+++ Excerpt

Cold brew coffee fuels warm-weather days. It is the cooling caffeinated refreshment we all need to power our spring and summer fun. Cold brew is about as easy as mixing ground coffee with cool water and letting them sit together overnight, so the best cold brew is subtly improved by avoiding some key pitfalls.

(Image credit: Joe Lingeman | Kitchn)

5 Mistakes to Avoid When Making Homemade Cold Brew Iced Coffee

1. Grinding the coffee too fine.

Just like drip coffee and espresso require different coffee roasts and different grind sizes, cold brew has some bean specifications too. A fine grind for this coffee will leave you with a bitter cold brew.

Try this: Grind the beans to a coarse grind, about the texture of coarse sugar, grinding in batches if needed for a big batch (trust us — you'll want to make a big batch of this stuff).

2. Making a small batch.

Here's the thing: Cold brew takes a long time to make. Most of that time is hands off, but it's a waste of your time and resources to take 18 to 24 hours to make just two cups of cold brew.

Big-batch it! How many cups of coffee do you drink in a week? 10? 12? That's how much cold brew you batch brew every weekend! Plus, cold brew lasts well in the fridge for up to two weeks, meaning you only have to wash the dishes for prepping this concentrate once a week or every other week if you plan well.

(Image credit: Joe Lingeman | Kitchn)

3. Not soaking the coffee long enough.

Cold brew extracts all the tasty goodness of coffee with none of the acidity or bitterness that can come from drip brew. It does this via cold extraction. If you soak the grinds for just 12 hours you'll find a cold brew that is weak and somewhat astringent, but after about 18 hours the brew is super smooth.

++++++
+++ Data shown

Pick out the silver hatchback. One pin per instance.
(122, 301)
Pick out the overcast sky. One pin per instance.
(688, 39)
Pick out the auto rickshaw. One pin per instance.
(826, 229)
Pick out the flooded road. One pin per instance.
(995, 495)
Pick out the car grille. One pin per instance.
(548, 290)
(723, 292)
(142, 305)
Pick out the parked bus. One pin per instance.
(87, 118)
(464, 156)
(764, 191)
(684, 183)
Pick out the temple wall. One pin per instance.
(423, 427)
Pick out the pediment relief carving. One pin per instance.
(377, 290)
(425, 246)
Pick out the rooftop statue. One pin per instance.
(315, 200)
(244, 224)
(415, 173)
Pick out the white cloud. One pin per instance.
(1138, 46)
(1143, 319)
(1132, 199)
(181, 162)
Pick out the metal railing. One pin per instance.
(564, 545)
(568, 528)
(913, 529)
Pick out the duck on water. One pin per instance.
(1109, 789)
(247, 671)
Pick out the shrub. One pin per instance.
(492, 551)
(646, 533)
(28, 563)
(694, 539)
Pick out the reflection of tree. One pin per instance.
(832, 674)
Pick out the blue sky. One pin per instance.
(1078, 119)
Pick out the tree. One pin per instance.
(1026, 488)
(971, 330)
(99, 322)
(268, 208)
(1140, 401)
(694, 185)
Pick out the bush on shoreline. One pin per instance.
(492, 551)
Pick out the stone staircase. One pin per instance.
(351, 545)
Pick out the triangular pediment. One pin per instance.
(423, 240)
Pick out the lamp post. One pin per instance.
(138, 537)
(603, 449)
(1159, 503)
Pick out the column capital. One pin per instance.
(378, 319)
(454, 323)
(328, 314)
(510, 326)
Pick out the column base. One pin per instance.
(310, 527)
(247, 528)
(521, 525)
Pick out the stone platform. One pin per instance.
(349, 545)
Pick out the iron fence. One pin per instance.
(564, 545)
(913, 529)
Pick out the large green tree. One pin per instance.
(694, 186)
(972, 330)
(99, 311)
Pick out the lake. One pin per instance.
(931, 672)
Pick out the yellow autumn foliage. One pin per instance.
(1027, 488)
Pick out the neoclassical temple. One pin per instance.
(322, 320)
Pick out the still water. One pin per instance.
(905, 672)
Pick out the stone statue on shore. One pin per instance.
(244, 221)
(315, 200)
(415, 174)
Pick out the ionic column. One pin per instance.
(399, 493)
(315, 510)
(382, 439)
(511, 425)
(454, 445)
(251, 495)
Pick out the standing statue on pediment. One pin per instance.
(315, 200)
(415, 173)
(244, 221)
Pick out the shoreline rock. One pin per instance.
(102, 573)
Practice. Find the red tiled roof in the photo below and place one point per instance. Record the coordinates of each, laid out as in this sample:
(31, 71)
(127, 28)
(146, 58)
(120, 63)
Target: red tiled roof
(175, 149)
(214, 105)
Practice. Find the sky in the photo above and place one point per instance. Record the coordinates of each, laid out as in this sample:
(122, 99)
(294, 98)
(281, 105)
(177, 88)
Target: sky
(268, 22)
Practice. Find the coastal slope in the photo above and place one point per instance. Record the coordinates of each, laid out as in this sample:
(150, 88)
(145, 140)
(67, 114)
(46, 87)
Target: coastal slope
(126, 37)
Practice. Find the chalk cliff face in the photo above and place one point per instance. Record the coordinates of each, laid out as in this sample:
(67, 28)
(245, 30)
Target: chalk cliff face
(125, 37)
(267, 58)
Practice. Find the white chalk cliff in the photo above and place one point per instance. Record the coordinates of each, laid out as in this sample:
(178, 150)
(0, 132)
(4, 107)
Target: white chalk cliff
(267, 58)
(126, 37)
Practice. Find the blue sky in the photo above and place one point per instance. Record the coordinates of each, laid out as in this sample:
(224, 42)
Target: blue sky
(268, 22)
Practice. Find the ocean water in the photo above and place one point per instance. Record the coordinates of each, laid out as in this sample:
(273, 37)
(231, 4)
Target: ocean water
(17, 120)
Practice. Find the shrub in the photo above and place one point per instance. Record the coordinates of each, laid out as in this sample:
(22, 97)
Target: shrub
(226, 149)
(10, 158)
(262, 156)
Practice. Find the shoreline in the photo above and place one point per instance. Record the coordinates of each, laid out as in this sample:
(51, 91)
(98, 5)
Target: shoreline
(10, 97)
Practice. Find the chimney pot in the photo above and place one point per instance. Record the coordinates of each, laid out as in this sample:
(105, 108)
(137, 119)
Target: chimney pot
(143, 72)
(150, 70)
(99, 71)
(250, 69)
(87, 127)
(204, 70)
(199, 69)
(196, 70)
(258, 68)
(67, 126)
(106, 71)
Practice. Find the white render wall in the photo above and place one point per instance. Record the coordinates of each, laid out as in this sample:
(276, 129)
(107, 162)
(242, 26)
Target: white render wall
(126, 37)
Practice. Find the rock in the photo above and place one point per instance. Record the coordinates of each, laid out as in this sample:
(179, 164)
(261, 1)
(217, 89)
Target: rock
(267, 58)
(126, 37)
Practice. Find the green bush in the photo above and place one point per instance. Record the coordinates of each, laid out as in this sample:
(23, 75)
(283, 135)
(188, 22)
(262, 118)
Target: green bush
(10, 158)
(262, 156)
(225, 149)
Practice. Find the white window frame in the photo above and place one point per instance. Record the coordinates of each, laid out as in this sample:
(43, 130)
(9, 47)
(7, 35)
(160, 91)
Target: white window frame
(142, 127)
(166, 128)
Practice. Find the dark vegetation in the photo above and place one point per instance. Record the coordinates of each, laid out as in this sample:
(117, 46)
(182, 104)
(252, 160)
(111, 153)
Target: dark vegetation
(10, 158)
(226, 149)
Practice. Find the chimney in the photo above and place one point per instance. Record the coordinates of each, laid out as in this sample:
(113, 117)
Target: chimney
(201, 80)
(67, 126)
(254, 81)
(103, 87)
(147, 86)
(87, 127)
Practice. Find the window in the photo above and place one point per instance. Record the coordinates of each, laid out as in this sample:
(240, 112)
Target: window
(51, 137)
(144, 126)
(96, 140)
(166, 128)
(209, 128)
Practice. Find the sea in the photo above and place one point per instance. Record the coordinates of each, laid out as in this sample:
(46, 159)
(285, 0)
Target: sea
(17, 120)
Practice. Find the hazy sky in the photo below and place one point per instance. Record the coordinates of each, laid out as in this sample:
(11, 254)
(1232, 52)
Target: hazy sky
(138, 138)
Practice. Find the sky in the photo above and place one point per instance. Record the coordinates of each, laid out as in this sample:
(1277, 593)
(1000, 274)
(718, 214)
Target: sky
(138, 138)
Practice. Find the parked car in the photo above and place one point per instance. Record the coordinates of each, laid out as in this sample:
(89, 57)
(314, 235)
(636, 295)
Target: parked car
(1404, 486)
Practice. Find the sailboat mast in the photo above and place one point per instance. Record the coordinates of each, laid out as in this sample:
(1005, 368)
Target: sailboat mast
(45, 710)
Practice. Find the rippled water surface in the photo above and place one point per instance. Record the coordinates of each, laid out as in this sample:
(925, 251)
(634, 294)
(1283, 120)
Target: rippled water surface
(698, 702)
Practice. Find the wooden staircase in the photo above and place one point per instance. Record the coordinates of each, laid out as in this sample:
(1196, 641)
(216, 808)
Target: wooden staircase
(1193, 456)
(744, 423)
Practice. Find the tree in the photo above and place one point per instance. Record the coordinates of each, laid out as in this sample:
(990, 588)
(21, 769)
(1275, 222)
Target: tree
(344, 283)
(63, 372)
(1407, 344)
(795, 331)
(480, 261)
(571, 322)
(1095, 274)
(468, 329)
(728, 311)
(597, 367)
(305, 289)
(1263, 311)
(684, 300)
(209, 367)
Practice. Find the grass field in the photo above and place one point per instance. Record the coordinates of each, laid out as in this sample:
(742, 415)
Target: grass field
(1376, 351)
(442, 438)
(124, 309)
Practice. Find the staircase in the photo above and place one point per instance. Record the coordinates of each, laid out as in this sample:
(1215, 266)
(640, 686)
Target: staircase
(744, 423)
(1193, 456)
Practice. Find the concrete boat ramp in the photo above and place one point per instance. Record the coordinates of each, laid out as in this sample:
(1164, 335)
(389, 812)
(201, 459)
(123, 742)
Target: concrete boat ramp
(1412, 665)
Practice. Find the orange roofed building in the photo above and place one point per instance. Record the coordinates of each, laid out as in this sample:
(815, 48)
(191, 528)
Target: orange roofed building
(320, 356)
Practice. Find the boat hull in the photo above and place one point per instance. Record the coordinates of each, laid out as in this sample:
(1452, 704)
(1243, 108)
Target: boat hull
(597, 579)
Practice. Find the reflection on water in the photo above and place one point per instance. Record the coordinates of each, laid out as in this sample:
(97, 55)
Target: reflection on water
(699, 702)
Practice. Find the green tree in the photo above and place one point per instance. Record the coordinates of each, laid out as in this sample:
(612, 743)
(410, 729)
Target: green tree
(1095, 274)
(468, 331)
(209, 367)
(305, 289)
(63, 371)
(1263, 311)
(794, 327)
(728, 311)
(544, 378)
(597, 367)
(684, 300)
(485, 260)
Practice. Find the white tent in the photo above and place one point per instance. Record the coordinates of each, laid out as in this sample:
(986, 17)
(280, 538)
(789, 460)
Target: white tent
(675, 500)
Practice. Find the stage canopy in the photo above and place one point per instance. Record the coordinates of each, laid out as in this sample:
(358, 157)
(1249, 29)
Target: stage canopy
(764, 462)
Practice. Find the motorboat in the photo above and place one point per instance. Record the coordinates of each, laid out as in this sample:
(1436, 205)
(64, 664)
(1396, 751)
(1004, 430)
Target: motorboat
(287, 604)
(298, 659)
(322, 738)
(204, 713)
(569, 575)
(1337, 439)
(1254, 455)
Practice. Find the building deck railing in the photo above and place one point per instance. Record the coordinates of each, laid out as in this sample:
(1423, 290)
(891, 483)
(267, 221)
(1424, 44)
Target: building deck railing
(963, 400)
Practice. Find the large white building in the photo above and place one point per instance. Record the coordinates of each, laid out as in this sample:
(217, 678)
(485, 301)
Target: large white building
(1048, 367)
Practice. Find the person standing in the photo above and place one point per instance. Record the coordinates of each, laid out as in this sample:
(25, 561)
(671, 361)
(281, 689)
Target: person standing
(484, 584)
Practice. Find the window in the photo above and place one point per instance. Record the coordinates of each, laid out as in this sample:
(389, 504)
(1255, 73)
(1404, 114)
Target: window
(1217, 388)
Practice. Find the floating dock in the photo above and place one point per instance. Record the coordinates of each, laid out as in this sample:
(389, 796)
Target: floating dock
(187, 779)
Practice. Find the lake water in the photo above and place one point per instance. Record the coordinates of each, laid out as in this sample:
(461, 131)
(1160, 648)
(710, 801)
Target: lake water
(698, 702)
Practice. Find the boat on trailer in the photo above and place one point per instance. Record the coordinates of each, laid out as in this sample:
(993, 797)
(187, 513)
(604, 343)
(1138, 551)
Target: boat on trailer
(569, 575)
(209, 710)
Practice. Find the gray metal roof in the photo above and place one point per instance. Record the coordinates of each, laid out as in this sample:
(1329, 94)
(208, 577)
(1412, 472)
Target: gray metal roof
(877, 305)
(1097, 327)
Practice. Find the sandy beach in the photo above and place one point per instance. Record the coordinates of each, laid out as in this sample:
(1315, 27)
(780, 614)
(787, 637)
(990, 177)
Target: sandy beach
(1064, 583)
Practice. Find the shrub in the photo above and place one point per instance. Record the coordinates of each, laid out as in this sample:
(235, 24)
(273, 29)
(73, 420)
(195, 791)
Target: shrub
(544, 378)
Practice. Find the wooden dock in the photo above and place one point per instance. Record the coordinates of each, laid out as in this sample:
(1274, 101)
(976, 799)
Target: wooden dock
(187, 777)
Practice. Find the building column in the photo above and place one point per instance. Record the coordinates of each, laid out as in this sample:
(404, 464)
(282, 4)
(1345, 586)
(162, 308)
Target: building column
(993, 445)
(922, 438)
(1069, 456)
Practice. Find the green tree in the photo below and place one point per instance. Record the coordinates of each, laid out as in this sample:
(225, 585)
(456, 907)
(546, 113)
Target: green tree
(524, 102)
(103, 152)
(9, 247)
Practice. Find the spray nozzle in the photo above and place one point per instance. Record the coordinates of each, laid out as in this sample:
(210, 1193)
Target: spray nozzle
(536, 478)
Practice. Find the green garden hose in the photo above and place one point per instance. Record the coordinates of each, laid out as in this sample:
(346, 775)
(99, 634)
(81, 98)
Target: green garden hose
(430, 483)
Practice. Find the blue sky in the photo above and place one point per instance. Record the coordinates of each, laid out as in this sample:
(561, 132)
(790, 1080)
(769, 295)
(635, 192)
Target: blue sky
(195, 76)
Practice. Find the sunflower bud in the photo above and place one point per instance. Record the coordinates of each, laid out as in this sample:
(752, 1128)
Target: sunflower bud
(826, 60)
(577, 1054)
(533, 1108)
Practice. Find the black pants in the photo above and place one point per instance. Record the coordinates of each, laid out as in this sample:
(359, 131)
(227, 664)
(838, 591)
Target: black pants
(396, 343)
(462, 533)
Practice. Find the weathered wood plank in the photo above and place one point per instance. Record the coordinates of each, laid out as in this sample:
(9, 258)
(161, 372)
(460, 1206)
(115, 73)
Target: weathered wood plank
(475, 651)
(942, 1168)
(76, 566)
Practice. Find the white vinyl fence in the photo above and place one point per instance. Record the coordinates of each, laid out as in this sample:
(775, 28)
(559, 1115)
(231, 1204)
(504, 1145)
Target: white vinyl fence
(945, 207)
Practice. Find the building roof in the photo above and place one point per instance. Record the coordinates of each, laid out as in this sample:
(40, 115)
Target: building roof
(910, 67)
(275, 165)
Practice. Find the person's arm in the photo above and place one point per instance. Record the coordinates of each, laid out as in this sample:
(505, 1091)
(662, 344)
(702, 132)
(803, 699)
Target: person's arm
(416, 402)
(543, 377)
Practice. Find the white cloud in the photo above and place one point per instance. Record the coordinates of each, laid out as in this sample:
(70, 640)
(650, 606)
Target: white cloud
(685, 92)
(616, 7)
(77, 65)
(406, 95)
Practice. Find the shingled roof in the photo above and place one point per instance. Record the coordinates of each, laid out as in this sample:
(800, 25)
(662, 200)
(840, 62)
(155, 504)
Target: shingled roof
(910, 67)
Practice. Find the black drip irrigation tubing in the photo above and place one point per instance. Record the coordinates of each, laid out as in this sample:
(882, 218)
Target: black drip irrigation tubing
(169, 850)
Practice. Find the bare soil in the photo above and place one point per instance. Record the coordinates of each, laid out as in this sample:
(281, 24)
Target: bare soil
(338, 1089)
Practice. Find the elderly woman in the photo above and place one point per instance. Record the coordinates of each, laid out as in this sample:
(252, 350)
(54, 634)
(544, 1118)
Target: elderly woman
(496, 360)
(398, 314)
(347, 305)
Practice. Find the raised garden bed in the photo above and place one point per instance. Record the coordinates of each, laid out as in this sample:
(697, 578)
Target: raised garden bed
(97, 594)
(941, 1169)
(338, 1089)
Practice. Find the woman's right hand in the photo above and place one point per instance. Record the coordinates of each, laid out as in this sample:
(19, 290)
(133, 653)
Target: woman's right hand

++++++

**Exercise requirements:**
a) Reproduce the cold brew article from "Just like drip" to "of cold brew.".
b) According to the cold brew article, how long does cold brew last in the fridge?
c) Continue the cold brew article from its last sentence.

**Task results:**
a)
Just like drip coffee and espresso require different coffee roasts and different grind sizes, cold brew has some bean specifications too. A fine grind for this coffee will leave you with a bitter cold brew.

Try this: Grind the beans to a coarse grind, about the texture of coarse sugar, grinding in batches if needed for a big batch (trust us — you'll want to make a big batch of this stuff).

2. Making a small batch.

Here's the thing: Cold brew takes a long time to make. Most of that time is hands off, but it's a waste of your time and resources to take 18 to 24 hours to make just two cups of cold brew.

b) Up to two weeks.

c)
Stick it in the fridge: Use cold water (filtered, if you want to really get specific) and let the brew sit in the fridge for 18 to 24 hours before straining.

4. Straining too quickly.

After already waiting overnight for your cold brew, it can be tempting to rush the straining process by squeezing, pressing, or otherwise forcing the cold brew through the cheesecloth and strainer. I know, because I've done just that and found that a poked and prodded batch of cold brew is bitter and disappointing.

Divide and conquer: When making our big-batch cold brew, I always strain in two batches and plan for straining to take about 30 minutes total time. I let gravity do all the work and my reward is sweet, smooth, obsession-worthy cold brew.

(Image credit: Joe Lingeman | Kitchn)

5. Drinking cold brew neat.

Cold brew is stored in the fridge, so ostensibly you could drink it straight from the fridge — but then you'd be revved up on high-octane coffee and miss the delights of sweetened, iced cold brew.

Dilute and ice it: Most cold brew recipes (including ours) make a concentrate designed for longer shelf life and require a little water and ice for a balanced cup. Use a 50/50 ratio of cold brew to cold, filtered water and serve over ice. Personally I like to sweeten the cup by making my own sweet cream at home, too.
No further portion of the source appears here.